● **Work to be completed**
As the lines appear below, please set them down exactly, starting at the first and finishing with the one containing "Target: bird of prey".

[Opening Supplied entries section]

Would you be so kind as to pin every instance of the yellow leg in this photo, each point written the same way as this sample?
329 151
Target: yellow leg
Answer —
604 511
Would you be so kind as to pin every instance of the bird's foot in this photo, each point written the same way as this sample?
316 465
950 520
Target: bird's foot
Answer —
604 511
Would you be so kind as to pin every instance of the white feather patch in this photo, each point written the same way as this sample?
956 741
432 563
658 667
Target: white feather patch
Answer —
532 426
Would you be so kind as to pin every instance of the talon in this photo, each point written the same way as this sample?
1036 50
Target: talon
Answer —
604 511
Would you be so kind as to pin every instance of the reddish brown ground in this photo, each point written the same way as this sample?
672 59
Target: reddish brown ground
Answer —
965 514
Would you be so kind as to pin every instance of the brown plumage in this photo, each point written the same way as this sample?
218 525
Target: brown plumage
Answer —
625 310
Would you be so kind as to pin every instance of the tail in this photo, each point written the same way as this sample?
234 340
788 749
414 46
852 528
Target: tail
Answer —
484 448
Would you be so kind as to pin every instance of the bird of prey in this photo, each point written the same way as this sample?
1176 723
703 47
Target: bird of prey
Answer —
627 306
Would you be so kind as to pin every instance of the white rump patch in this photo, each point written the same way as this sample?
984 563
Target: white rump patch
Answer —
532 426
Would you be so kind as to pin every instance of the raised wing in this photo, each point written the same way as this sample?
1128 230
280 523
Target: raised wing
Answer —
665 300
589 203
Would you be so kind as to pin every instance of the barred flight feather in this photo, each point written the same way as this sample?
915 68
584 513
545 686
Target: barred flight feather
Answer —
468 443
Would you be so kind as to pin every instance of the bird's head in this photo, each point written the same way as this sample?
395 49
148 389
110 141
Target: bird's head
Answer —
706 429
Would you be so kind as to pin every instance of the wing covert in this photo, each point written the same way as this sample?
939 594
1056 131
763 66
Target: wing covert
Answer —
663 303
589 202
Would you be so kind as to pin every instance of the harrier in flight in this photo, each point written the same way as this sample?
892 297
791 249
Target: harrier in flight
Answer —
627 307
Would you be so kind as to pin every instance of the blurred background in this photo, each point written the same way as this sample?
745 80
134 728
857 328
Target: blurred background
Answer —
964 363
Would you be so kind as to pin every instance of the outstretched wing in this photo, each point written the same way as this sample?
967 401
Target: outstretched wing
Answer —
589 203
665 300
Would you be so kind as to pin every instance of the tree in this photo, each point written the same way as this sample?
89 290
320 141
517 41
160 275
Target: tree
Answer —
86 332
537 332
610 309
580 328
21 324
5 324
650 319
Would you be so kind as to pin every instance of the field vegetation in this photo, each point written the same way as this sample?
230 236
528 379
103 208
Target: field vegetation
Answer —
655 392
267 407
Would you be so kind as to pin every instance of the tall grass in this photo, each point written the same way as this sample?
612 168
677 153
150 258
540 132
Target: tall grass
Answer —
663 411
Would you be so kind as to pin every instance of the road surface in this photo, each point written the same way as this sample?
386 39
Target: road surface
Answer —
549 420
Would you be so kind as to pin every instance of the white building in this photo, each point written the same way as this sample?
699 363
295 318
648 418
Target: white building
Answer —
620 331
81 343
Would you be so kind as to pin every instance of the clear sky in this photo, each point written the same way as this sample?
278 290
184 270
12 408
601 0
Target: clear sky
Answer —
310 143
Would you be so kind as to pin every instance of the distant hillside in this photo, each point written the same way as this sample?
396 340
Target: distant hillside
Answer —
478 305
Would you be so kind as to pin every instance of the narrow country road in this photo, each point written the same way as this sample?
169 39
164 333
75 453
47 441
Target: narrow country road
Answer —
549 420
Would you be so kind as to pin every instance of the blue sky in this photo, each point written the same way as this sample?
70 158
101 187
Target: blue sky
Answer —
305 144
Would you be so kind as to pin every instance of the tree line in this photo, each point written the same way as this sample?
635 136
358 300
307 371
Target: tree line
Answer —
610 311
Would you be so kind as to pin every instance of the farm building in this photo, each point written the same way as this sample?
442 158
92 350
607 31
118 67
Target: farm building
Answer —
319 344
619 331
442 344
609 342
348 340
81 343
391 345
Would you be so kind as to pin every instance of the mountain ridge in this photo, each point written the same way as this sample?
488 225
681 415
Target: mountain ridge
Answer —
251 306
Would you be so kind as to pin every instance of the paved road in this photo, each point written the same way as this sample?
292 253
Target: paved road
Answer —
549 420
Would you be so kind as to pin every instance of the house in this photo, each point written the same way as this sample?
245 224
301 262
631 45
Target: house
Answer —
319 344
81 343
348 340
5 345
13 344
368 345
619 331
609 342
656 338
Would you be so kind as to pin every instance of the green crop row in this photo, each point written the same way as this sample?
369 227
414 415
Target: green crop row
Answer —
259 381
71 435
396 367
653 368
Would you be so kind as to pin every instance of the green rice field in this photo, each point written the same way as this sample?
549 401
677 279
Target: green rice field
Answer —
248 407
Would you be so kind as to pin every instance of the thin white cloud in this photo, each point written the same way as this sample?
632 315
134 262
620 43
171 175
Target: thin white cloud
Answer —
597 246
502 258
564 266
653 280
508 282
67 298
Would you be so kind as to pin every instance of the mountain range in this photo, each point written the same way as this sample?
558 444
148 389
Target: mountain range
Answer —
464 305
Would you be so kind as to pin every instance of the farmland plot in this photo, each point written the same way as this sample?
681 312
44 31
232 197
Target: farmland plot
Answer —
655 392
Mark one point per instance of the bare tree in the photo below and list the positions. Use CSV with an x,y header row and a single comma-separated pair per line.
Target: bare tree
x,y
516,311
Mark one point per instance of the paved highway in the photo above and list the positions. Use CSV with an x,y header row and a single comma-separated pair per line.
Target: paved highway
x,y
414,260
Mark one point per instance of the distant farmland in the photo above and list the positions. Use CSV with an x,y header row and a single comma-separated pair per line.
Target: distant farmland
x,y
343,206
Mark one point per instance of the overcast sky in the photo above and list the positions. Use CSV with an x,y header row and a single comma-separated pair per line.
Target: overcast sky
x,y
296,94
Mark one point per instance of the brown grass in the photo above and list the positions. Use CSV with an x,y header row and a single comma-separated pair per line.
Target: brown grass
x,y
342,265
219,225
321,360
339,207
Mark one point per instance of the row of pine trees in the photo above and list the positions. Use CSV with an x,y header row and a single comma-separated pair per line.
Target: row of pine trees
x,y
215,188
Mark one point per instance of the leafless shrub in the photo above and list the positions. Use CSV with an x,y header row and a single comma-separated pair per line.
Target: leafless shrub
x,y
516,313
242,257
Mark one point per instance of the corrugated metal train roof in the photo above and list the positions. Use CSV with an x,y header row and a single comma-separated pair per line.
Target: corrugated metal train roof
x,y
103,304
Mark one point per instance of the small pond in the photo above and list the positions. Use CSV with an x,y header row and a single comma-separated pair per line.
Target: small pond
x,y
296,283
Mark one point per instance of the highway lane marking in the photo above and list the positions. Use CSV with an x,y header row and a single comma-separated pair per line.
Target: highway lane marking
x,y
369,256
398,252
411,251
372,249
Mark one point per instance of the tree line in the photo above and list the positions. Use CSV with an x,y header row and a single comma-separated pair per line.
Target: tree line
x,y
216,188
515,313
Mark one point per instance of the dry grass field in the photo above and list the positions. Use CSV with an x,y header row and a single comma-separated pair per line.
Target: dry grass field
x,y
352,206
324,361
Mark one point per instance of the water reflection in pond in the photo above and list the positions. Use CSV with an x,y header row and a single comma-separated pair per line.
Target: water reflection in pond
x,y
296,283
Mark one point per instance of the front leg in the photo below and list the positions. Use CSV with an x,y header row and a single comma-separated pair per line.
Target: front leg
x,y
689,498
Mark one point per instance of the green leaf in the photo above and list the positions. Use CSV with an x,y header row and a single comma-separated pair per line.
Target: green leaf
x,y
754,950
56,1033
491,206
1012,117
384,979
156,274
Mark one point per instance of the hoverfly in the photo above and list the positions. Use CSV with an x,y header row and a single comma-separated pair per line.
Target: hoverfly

[Closing Supplied entries section]

● **Answer to the problem**
Would you be so kind as to pin every instance of the yellow leg in this photo, each point written the same way as this sample?
329 151
Target: yellow leg
Answer —
604 511
Would you be so kind as to pin every instance of the bird's foot in this photo, each point written the same way as this sample?
316 465
950 520
Target: bird's foot
Answer —
604 511
Would you be so kind as to pin every instance of the white feather patch in this photo, each point written the same way as this sample?
956 741
432 563
658 667
Target: white feather patch
Answer —
532 426
Would you be so kind as to pin every instance of the talon in this photo, each point written the same way as this sample?
1036 50
Target: talon
Answer —
604 511
Would you be so kind as to pin every instance of the reddish brown ground in this photo, each point written the same way as this sample?
672 59
Target: reddish brown ground
Answer —
965 514
Would you be so kind as to pin every instance of the brown plumage in this photo, each point written the same way as this sample?
218 525
Target: brown plumage
Answer —
625 310
Would you be so kind as to pin every instance of the tail in this photo, each point written the same way as this sample?
234 340
788 749
414 46
852 528
Target: tail
Answer —
484 448
Would you be so kind as to pin every instance of the bird of prey in this photo, each point written the same way as this sample?
1176 723
703 47
Target: bird of prey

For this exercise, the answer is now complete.